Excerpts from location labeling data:

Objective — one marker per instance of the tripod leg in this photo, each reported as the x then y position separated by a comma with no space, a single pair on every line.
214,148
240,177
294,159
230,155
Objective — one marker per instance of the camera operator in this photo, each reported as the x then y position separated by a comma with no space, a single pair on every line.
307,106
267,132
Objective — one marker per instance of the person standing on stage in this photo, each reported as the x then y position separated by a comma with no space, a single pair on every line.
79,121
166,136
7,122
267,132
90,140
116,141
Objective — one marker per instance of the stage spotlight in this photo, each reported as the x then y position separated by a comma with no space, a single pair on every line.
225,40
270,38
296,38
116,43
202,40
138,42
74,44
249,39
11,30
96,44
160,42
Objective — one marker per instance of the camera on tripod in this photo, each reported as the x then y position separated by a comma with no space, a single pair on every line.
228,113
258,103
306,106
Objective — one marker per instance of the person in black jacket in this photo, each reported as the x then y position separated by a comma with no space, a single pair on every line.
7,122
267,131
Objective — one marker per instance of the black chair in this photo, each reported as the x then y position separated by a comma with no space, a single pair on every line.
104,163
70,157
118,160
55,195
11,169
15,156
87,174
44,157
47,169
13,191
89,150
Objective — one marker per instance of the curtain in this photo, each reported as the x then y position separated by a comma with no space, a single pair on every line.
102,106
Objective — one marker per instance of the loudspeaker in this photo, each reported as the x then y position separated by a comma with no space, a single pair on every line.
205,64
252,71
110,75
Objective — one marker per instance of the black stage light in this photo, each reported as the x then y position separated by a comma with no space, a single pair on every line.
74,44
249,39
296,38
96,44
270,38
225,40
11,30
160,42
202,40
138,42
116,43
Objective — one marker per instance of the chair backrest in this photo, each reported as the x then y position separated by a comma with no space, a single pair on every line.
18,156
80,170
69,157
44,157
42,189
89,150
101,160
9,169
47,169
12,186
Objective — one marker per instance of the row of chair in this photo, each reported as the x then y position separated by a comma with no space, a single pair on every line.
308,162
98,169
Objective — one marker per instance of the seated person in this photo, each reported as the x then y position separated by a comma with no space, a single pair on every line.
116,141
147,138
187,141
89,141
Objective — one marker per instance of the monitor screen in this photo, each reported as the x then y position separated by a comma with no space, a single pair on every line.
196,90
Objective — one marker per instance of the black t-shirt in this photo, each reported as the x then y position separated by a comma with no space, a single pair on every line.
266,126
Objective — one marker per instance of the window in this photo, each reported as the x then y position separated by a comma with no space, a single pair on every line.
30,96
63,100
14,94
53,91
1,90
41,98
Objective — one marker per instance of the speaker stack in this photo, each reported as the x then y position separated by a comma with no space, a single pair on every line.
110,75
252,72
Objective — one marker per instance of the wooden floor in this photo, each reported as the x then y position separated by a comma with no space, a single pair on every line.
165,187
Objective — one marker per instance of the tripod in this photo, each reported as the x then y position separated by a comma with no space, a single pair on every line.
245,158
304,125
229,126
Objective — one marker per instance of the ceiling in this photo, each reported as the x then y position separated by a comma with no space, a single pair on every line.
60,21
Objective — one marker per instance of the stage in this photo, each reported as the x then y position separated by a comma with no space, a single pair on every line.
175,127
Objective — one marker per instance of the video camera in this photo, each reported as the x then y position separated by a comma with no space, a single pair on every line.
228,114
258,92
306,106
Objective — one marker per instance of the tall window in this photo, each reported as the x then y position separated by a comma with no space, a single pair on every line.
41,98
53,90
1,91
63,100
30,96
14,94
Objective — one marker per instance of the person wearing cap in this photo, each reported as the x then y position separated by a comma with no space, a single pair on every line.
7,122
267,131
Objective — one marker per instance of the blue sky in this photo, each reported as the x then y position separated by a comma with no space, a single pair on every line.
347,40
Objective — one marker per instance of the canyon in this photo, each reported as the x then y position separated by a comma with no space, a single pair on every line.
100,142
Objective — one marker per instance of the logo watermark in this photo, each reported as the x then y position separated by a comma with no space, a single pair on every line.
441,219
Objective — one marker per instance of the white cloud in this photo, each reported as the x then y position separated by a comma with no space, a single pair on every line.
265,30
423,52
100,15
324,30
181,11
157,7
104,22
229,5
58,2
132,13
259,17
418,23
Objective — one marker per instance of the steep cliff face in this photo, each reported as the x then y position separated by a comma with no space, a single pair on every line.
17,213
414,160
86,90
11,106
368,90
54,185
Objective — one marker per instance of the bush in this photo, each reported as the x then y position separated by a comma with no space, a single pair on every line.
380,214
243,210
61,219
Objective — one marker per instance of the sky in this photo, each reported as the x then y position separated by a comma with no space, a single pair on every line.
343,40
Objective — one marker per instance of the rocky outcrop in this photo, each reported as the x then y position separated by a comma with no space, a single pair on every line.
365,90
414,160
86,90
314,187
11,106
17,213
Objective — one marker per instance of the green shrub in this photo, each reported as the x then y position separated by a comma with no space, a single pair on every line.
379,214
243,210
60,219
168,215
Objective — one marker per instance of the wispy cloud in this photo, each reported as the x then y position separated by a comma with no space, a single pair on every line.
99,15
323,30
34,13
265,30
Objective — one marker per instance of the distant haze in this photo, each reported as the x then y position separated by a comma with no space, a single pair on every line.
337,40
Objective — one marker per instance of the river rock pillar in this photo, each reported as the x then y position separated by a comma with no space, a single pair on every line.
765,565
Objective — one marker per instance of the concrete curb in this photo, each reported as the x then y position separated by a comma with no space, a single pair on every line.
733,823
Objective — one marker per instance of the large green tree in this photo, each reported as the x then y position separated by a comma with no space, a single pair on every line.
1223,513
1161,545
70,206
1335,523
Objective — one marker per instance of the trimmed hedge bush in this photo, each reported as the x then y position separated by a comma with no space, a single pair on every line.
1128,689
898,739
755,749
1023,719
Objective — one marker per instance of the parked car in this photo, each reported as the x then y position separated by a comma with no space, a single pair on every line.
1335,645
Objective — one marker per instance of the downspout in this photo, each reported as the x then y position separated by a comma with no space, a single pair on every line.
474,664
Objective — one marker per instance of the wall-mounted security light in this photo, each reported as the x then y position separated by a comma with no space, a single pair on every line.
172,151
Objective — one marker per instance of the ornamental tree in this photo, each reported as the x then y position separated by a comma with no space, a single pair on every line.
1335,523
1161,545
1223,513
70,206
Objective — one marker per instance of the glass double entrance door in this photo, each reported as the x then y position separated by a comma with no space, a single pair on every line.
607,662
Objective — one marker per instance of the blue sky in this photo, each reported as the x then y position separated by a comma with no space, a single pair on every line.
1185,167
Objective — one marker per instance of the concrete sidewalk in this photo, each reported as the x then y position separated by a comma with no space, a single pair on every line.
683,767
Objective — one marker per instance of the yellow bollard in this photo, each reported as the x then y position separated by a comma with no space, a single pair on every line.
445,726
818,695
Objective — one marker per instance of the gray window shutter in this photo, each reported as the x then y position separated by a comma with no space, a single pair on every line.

# TO BE DONE
Copy these rows over line for line, without any changes.

# SOLUTION FOR THIS TASK
Objective — one marker per instance of the tripod leg in this photo, each reported as the x then y position separated by a comma with no space, a single pair on every line.
214,148
240,177
294,159
230,155
Objective — one marker per instance of the camera operator in this photo, each reported as the x then y position separated by a comma with no space, a single pair on every line.
307,106
267,132
Objective — one marker per instance of the person standing on stage in this photo, each reported as the x then y position separated by a comma with no space, a single pair on every line.
79,121
166,136
7,122
267,132
90,140
116,141
Objective — one marker per instance of the stage spotlight in this photo, each reported as the x then y position separated by a comma with no space, a single pair on every line.
225,40
270,38
296,38
116,43
202,40
138,42
74,44
249,39
11,30
96,44
160,42
Objective — one marker per instance of the camera on tripod in this photo, each reported as the x then y position separated by a comma with no space, a single pair on every line.
228,113
258,103
306,106
Objective — one marker per instance of the person in black jacket in this photo, each reported as the x then y position separated by a comma with no space, a single pair on every line.
7,122
267,131
Objective — one marker per instance of the black chair in this photo, each reported as the x then y position separated by a comma with no space, a single pair on every line.
104,163
70,157
118,160
55,195
11,169
15,156
87,174
44,157
47,169
13,191
89,150
Objective — one marker per instance of the curtain in this photo, each reported as the x then y position separated by a comma with no space, a single pair on every line.
102,106
Objective — one marker per instance of the loudspeaker in this photo, each reported as the x then y position separated by a comma with no space, a single pair on every line.
205,64
252,71
110,75
Objective — one marker per instance of the black stage light in this photo, each reported as the x then y position separated by a comma with no space, a single pair on every line.
74,44
249,39
296,38
96,44
270,38
225,40
11,30
160,42
202,40
138,42
116,43
Objective — one marker per instance of the chair backrest in this photo, each reported as the x then y position separated by a comma with no space, a single pair on every line.
18,156
80,170
69,157
44,157
42,189
89,150
101,160
9,169
47,169
12,186
Objective — one marker per instance of the row of chair in this photo, each reported as the x then y position separated by a comma with no space, a single pair on every line.
308,162
98,169
Objective — one marker per instance of the seated person in this photo, each reported as the x then y position separated by a comma with no space, a single pair on every line.
116,141
147,138
187,141
89,141
Objective — one marker per instance of the monitor screen in this photo, each reported as the x then y position separated by a comma with no space, a single pair on every line.
196,90
Objective — one marker per instance of the black t-shirt in this photo, each reported as the x then y position separated by a comma with no space, a single pair on every line.
266,126
Objective — one marker per instance of the window in this photo, each reported as the x then y position separated by a comma with no space, a single pair on every line.
30,96
63,100
14,94
53,91
1,90
41,98
Objective — one marker per instance of the speaker stack in this photo, each reported as the x then y position separated by a comma with no space, a single pair on every line.
110,75
252,72
Objective — one marker per instance of the wooden floor in this photo, each reported as the x then y position separated by a comma with no space, a single pair on every line.
165,187
Objective — one marker per instance of the tripod in this photo, each reported as the x then y position separated by a comma with no space, a single pair on every line.
245,158
304,125
229,126
Objective — one marker per instance of the ceiling in this photo, each reported as the x then y position separated by a comma with no space, a single pair on every line.
60,21
Objective — one marker per instance of the stage in this photo, each reported as the x then y position separated by a comma with no space, a single pair on every line.
175,127
Objective — one marker per instance of the video camera in this photo, each reported as the x then y position separated by a comma with no space, a single pair on every line.
228,114
258,92
306,106
Objective — one marker per instance of the tall window in this photo, each reported as the x then y position separated by a comma with no space, a single pair on every line.
41,98
53,90
1,91
63,100
30,96
14,94
Objective — one marker per instance of the person wearing cap in this photo, each reported as the x then y position separated by a comma with no space, a single pair on every line.
7,122
267,131
Objective — one marker per instance of the blue sky in this photo, each reported as the x then y position separated by a comma with no space, a single pair on every line.
347,40
Objective — one marker per instance of the canyon in this photo, each reported as the x then y position separated by a comma with no space, a single pair on every line.
100,142
Objective — one marker per instance of the logo watermark in this photo, each reported as the x then y position separated by a comma with no space, a single pair on every line.
441,219
Objective — one marker per instance of the white cloud in this photo, each reported as the x then y position separated by a comma with no space, a single pair on every line.
265,30
423,52
100,15
324,30
181,11
157,7
104,22
229,5
58,2
132,13
259,17
418,23
Objective — one marker per instance of the steep cliff face in this photo, each reported as the x then y position separated by a comma with no space, a single pair on every line.
17,213
414,160
86,90
11,106
368,90
54,185
Objective — one marker per instance of the bush in this photo, each reported as the x then y position separated by a comma with no space, a single pair on every line.
380,214
243,210
61,219
Objective — one marker per instance of the sky in this photo, each reported as the x then y position separated by a comma with no space, a single pair on every line.
343,40
Objective — one marker per instance of the rocky outcrop in this photo, each reported as the x then y position separated by a comma with no space, a single pair on every line.
365,90
414,160
86,90
314,187
11,106
17,213
Objective — one marker per instance of the green shrub in this photo, each reported as the x then y position separated by a comma with no space, a single pair on every line.
379,214
243,210
60,219
168,215
Objective — one marker per instance of the wispy cloud in this photo, each reported as the x then y position separated by a comma with no space, a single pair on every line.
99,15
323,30
34,13
265,30
Objective — one marker per instance of the distant haze in this photo, each reported as the x then y position separated by a comma with no space, a single pair on every line.
337,40
Objective — one marker per instance of the river rock pillar in this photo, each reported as the x then y position separated by a comma with no space, a single pair on every line.
765,565
Objective — one marker per instance of the concrete curb in this photo, each reported as the x then y position separated by a comma with no space, a single pair on every line.
733,823
Objective — one marker per instance of the large green tree in this photo, each reported as the x then y position separated by a comma with no space, a single pair on every line.
1223,513
1161,545
70,206
1335,523
Objective — one marker per instance of the trimmed hedge bush in this photo, each reported as the x then y position separated by a comma with no space, a single pair on every line.
1128,689
898,739
755,749
1023,719
Objective — one marker per instance of the parked car in this photo, each reported as the x then y position separated by a comma with no space, a single pair on every line.
1335,645
Objective — one marker per instance of the downspout in this photo, each reported as the x then y position separated by a comma with no space, a single pair on every line.
474,664
Objective — one marker per instance of the wall-mounted security light in this photo, each reported as the x then y position separated by a comma with no space, a single pair on every line.
172,151
Objective — one marker per instance of the ornamental tree in this photo, each reported as the x then y position separated by a comma with no space, a single pair on every line.
1335,523
1161,545
1223,513
70,206
Objective — one marker per instance of the glass double entrance door in this photo, each reported as the x then y position separated by a comma with no space, a single pair on every line.
607,662
Objective — one marker per instance of the blue sky in this photo, each reported as the x then y position separated by a comma with no space, a single pair on every line.
1185,167
Objective — one marker per instance of the concrete sidewalk in this photo, each reported as the x then y position separated by a comma with no space, a single pair on every line.
683,767
Objective — one marker per instance of the yellow bollard in this photo, each reported as the x then y position separated by a comma with no space, a single pair on every line.
445,726
818,695
Objective — one marker per instance of the gray window shutter in this photo, each reported as the x then y position separated by a comma with no space, a single pair on every line.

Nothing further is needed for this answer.